### What is needed
What is needed is an exact copy of the entries below, from the line that contains "Tag the dirt" through the final line, both included, and nothing else.

### Material for this exercise
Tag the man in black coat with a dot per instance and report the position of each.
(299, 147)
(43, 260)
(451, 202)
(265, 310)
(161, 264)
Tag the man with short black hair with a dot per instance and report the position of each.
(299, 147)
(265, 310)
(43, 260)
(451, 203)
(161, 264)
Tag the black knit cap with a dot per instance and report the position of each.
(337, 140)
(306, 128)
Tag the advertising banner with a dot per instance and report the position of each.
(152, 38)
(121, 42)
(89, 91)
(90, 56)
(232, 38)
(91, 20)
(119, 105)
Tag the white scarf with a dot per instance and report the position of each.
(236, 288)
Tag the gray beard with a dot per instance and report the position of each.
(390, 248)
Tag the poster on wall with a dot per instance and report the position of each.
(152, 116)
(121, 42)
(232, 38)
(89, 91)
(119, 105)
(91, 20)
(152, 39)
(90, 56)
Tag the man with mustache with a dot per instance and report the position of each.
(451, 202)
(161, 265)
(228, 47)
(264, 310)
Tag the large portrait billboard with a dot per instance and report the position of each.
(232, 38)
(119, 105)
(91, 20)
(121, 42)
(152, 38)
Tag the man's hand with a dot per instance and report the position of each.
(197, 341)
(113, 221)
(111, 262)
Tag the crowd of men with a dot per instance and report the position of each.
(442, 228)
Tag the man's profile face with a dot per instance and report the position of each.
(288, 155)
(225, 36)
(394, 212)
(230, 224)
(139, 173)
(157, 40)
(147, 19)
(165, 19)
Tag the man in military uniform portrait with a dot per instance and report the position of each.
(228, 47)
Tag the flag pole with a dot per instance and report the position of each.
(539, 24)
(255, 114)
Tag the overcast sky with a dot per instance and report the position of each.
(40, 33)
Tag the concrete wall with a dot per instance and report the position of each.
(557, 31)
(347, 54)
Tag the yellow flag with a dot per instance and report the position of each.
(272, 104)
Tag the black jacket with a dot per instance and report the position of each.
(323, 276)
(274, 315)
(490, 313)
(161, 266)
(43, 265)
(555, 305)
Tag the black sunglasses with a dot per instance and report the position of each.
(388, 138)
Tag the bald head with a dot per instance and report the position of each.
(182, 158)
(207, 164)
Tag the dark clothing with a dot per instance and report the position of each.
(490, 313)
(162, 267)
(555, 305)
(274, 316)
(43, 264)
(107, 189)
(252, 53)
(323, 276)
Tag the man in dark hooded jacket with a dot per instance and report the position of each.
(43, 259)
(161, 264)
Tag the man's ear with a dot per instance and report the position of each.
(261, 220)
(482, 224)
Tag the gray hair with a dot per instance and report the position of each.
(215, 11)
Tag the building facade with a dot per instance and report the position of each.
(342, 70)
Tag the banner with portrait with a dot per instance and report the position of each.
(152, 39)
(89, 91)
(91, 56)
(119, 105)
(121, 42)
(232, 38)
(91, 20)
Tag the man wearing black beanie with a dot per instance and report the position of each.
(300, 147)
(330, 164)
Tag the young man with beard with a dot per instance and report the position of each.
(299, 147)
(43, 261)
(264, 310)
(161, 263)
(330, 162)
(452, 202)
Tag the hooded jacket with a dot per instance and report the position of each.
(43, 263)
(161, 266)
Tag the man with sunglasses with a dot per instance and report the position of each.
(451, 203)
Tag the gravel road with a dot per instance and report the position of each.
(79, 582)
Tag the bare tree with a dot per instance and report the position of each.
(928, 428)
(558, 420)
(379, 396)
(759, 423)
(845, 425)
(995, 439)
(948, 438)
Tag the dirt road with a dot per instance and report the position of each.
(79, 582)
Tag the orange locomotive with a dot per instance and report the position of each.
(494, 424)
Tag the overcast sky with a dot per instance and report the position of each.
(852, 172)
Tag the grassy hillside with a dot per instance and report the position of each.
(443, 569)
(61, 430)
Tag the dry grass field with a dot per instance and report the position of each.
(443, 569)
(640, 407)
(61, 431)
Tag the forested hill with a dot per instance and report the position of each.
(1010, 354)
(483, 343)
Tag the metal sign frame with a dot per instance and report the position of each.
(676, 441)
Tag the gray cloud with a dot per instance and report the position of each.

### Response to the task
Tag the dirt road with a dot per instance and report the position of each.
(79, 582)
Tag the orange locomotive with a dot per instance and report the position of each.
(494, 424)
Tag the overcast sky with a dot per instance and report the position of each.
(852, 172)
Tag the grassy hillside with a dot per instance and report the position of each.
(443, 569)
(61, 430)
Tag the dry grass field with a dot per instance and report the position of each.
(443, 569)
(640, 407)
(61, 431)
Tag the forested hill with a dot per instance and report the position of each.
(1010, 354)
(483, 343)
Tag the metal sign frame with a dot per instance and report the position of each.
(676, 441)
Tag the gray cloud with a dot per instance and report the position of each.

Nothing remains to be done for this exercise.